§ **Task instructions**: Below are records; count the lines among them that include the string "railing", and state only the number.

§ **Records for the exercise**:
* * *

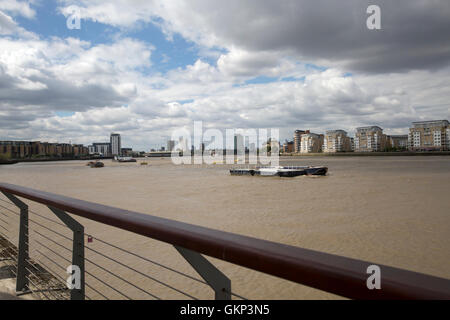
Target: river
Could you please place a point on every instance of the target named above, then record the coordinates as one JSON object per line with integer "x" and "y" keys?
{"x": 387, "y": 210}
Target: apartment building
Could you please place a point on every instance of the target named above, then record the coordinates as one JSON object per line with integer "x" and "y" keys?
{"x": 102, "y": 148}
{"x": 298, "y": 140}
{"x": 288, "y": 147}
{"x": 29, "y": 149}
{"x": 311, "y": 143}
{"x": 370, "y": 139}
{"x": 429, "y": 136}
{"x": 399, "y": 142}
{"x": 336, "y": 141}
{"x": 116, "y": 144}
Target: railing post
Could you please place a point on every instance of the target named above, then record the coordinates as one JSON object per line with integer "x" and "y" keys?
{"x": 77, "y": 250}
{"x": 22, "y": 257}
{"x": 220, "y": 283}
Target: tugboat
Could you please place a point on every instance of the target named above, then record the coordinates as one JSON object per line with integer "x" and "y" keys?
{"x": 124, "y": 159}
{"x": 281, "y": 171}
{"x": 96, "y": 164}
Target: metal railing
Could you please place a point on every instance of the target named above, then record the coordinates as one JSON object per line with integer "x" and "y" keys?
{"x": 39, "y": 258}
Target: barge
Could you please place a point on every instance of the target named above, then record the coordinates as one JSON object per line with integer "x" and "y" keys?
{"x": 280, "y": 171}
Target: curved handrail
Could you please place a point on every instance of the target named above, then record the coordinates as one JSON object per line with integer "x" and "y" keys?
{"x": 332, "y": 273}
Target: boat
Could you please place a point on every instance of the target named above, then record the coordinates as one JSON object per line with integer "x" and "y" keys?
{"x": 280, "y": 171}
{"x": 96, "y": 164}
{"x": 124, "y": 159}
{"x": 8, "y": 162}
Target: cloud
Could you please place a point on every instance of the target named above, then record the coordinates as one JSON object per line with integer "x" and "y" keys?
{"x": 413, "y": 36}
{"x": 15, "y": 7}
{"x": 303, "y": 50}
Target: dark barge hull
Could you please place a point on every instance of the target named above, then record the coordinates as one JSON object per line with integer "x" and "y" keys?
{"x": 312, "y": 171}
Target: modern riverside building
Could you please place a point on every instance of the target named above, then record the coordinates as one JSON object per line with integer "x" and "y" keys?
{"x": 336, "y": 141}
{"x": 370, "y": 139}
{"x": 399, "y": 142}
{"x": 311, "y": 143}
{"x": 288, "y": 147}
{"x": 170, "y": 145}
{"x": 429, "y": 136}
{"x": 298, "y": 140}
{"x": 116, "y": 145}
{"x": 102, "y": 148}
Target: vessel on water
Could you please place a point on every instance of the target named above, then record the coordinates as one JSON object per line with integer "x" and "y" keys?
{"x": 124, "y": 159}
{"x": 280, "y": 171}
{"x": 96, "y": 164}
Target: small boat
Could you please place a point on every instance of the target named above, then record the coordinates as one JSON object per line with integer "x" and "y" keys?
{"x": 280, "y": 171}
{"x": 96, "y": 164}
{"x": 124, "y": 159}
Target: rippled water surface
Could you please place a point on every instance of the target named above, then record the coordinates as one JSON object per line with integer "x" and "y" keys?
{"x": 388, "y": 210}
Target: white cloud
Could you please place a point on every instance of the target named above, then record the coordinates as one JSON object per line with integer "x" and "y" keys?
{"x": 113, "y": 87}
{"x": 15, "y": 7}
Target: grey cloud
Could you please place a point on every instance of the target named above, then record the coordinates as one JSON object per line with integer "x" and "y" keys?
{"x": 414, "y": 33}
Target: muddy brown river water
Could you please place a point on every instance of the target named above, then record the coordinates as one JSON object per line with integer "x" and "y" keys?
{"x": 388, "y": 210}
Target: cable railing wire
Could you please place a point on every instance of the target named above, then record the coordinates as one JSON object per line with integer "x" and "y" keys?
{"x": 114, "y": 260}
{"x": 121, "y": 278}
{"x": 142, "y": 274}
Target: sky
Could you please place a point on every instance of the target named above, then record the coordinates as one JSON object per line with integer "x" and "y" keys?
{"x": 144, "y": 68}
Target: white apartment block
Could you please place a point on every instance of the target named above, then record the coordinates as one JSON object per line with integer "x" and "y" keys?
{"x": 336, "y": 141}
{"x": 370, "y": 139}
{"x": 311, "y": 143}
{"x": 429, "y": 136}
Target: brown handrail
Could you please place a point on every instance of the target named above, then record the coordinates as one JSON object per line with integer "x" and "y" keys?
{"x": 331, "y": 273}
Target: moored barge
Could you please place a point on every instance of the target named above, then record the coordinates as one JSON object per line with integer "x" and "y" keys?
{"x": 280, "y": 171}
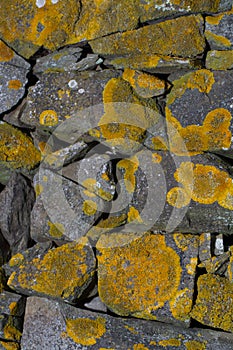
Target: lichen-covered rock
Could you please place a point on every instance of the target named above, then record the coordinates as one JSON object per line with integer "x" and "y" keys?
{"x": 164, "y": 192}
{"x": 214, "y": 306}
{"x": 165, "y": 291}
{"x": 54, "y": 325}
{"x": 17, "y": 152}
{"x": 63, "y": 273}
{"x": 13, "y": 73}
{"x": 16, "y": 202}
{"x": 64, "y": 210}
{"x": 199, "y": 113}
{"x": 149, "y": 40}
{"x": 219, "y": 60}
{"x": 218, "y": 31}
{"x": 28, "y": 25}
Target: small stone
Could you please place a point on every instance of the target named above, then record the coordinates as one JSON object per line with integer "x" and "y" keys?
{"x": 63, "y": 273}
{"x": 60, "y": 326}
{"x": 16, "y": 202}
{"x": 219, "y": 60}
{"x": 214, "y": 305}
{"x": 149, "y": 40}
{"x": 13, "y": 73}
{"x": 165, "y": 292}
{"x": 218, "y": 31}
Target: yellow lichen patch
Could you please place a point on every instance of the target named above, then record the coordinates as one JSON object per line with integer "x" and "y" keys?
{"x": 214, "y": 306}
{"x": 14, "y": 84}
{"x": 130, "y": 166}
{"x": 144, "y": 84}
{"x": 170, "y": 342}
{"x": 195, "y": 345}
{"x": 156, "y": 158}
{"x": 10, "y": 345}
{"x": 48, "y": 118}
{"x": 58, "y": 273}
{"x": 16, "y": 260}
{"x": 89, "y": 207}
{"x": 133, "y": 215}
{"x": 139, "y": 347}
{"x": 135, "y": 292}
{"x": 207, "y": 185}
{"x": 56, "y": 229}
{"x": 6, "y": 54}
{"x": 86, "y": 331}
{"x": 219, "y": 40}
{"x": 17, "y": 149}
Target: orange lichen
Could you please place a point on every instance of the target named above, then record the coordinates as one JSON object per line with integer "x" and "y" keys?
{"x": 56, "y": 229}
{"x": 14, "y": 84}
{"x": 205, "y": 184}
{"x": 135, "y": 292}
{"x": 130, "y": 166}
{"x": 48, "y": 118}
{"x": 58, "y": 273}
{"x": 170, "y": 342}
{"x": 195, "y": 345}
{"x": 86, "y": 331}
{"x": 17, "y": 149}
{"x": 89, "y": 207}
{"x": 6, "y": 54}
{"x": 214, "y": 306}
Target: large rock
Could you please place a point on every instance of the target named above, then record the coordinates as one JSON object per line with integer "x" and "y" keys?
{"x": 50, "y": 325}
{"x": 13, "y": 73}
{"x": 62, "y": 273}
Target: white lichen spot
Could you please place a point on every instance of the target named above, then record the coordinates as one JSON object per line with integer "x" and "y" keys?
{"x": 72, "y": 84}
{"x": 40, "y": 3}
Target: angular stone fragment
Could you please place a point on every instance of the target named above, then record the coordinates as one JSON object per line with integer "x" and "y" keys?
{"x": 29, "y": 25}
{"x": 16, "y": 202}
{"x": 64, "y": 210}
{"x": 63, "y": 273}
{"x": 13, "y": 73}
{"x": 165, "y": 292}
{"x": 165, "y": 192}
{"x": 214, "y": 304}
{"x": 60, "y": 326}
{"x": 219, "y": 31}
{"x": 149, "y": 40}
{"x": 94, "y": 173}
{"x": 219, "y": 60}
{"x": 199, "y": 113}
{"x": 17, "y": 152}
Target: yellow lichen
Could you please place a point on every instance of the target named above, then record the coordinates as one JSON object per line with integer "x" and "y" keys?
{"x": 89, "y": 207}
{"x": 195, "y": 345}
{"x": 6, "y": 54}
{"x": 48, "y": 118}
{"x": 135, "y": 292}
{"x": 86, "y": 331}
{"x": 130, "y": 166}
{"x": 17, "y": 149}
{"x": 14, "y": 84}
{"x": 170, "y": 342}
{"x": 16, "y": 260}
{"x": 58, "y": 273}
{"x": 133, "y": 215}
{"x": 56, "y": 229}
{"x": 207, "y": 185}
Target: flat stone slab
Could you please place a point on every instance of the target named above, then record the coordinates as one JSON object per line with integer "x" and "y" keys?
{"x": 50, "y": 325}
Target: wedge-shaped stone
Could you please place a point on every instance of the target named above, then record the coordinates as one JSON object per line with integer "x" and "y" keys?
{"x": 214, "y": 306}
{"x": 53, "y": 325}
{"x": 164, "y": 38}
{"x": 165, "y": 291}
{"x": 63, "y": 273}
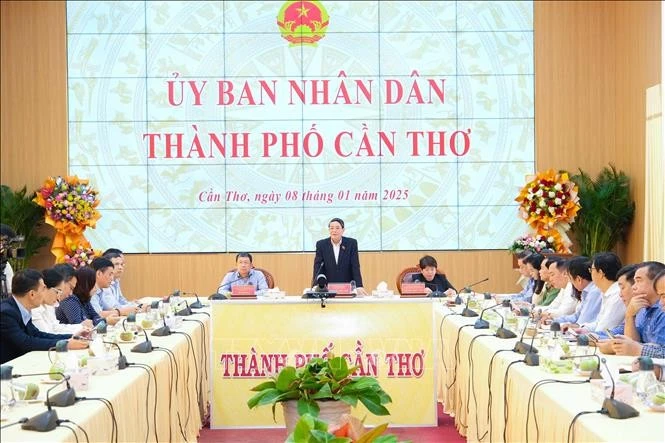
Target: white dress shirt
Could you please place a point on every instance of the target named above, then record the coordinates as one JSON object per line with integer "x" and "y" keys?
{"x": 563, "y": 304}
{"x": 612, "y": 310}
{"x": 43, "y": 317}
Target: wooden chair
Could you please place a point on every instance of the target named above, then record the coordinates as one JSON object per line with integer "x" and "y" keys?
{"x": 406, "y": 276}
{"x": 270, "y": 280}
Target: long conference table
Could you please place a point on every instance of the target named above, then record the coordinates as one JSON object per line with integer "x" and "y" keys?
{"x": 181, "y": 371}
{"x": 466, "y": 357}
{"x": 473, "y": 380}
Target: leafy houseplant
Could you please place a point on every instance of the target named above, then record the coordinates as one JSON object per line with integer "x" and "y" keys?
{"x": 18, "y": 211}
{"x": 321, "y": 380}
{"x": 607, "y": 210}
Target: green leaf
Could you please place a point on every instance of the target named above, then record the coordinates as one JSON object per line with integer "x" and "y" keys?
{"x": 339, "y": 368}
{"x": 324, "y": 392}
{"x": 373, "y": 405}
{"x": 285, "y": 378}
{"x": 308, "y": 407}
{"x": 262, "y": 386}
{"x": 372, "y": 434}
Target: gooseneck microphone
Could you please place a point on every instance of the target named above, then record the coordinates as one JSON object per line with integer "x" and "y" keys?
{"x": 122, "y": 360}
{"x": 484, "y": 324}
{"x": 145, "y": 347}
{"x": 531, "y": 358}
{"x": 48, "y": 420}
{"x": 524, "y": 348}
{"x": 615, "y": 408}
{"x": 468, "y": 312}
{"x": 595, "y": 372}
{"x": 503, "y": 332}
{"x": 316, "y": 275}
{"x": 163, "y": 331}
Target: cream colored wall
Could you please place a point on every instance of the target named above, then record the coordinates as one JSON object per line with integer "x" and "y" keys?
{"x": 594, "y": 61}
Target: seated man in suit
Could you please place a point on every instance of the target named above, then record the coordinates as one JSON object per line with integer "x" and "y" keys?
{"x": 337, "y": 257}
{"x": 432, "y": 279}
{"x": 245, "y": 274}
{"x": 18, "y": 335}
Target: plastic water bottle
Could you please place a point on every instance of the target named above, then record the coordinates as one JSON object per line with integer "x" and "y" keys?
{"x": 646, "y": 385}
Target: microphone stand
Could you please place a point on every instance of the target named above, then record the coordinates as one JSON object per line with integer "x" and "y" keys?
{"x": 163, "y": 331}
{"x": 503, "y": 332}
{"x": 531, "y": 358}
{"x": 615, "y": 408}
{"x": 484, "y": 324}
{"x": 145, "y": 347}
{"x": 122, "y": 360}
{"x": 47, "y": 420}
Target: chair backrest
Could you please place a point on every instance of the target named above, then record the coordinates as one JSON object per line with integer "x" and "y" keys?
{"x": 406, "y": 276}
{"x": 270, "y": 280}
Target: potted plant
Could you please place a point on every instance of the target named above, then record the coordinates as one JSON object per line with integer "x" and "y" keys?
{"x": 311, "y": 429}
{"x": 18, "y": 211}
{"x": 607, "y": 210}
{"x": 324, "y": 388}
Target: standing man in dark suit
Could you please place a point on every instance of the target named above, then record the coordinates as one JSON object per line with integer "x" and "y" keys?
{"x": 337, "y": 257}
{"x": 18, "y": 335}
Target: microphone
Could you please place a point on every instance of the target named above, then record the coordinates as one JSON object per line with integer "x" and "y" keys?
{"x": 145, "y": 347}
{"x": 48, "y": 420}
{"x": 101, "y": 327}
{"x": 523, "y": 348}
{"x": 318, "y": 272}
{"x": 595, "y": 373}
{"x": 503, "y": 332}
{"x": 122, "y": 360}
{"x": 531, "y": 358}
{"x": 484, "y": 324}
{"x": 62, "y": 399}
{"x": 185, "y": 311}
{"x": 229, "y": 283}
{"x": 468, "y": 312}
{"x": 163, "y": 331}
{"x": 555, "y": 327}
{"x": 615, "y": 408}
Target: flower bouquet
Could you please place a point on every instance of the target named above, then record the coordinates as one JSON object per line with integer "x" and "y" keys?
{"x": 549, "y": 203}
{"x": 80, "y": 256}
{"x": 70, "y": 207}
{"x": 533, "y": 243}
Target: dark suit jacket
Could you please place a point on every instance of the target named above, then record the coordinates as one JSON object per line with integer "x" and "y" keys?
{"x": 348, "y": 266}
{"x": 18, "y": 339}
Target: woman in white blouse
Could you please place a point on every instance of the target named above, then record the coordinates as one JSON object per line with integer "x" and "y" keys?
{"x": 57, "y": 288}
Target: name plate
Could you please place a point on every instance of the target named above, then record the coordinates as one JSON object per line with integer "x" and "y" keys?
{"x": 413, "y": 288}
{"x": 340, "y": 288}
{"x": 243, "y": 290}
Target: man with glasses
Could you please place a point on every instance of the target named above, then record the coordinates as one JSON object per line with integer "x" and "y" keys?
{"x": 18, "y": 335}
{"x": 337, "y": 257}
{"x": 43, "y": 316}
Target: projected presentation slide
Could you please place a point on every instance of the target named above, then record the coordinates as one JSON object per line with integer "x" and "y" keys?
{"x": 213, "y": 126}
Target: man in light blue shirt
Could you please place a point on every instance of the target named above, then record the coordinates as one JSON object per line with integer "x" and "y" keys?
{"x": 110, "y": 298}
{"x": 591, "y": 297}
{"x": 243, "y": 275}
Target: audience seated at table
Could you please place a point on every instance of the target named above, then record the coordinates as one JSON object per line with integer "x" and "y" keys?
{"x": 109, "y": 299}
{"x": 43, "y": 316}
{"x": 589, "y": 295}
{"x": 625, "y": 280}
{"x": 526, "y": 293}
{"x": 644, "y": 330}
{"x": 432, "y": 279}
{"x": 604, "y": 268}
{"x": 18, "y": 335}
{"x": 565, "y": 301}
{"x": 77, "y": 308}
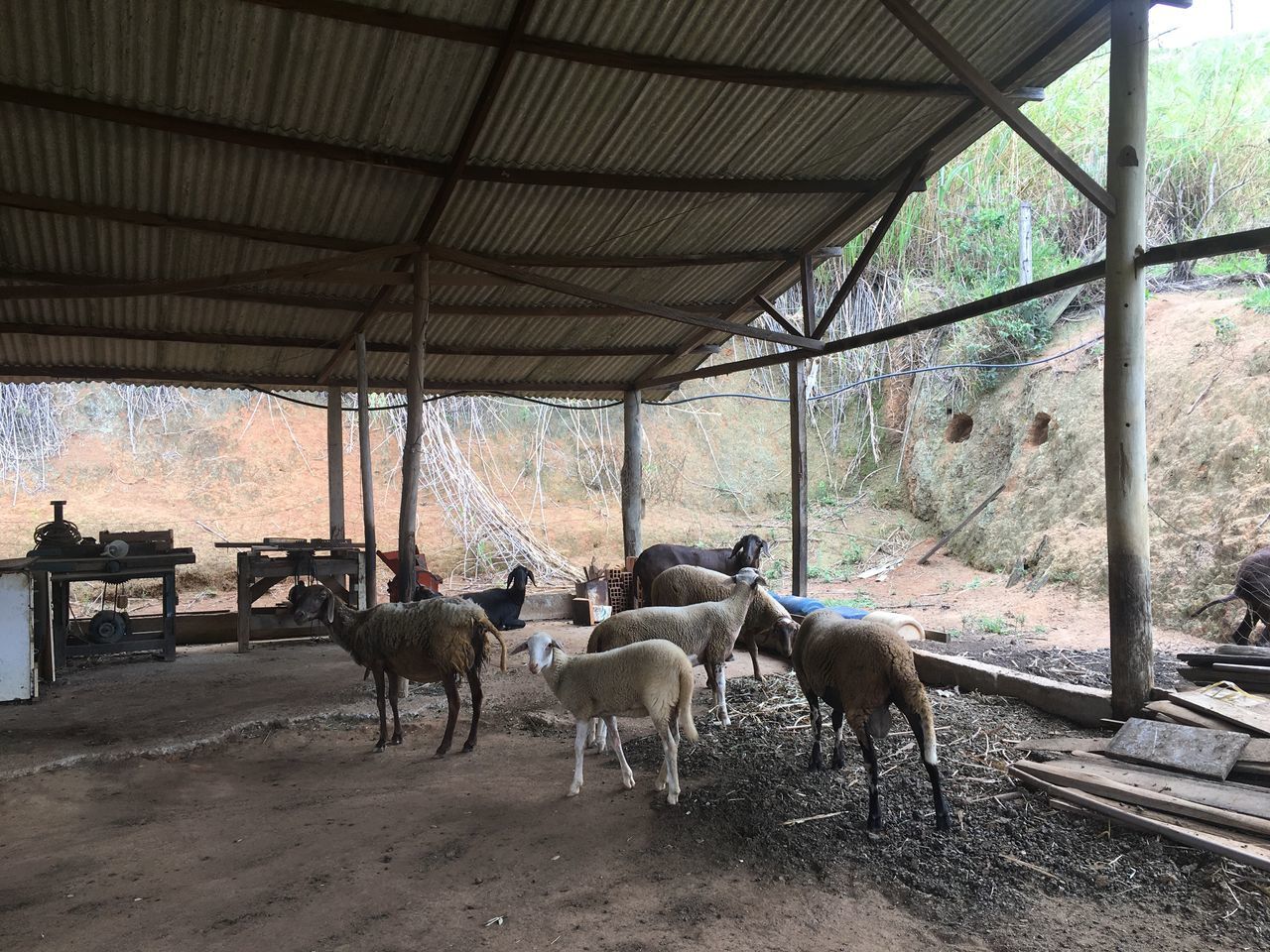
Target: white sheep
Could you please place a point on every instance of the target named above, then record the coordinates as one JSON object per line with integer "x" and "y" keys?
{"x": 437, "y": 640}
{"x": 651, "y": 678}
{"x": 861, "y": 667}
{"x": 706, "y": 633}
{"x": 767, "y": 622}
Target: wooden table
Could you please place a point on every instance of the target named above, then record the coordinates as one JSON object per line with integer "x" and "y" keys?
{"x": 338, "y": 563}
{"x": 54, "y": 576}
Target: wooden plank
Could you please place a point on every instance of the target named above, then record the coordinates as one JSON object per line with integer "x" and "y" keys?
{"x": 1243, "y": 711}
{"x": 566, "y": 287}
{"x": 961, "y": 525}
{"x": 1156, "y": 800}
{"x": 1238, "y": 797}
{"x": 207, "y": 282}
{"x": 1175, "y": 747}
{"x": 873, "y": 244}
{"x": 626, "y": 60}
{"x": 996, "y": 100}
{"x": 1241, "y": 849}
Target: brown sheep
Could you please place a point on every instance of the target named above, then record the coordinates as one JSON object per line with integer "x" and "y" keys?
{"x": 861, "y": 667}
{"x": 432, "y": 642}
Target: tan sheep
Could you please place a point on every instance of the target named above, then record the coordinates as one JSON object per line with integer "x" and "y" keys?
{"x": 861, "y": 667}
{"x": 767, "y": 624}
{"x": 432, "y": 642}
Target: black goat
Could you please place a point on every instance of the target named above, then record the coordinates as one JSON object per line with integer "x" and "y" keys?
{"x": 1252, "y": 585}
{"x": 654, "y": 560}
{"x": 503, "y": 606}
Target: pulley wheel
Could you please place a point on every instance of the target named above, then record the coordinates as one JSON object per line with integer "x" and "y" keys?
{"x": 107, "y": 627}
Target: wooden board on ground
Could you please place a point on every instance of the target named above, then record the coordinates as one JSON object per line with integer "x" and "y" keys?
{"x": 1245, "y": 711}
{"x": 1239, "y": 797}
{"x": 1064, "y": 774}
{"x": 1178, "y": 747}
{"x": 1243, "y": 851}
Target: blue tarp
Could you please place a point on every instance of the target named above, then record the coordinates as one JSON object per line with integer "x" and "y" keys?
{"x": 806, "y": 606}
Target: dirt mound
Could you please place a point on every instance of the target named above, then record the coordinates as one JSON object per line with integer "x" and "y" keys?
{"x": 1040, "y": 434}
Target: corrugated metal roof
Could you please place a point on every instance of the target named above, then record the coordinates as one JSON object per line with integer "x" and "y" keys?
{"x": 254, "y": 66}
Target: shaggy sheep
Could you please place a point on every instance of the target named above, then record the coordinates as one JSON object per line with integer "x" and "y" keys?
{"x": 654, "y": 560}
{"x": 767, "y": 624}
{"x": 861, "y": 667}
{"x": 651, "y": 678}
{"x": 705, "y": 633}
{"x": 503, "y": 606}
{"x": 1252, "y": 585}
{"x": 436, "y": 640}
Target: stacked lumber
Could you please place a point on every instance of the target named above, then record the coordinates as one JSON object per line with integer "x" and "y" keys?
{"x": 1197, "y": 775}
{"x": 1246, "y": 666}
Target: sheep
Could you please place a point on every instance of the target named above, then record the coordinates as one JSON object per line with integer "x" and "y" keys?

* * *

§ **Solution to this problem**: 3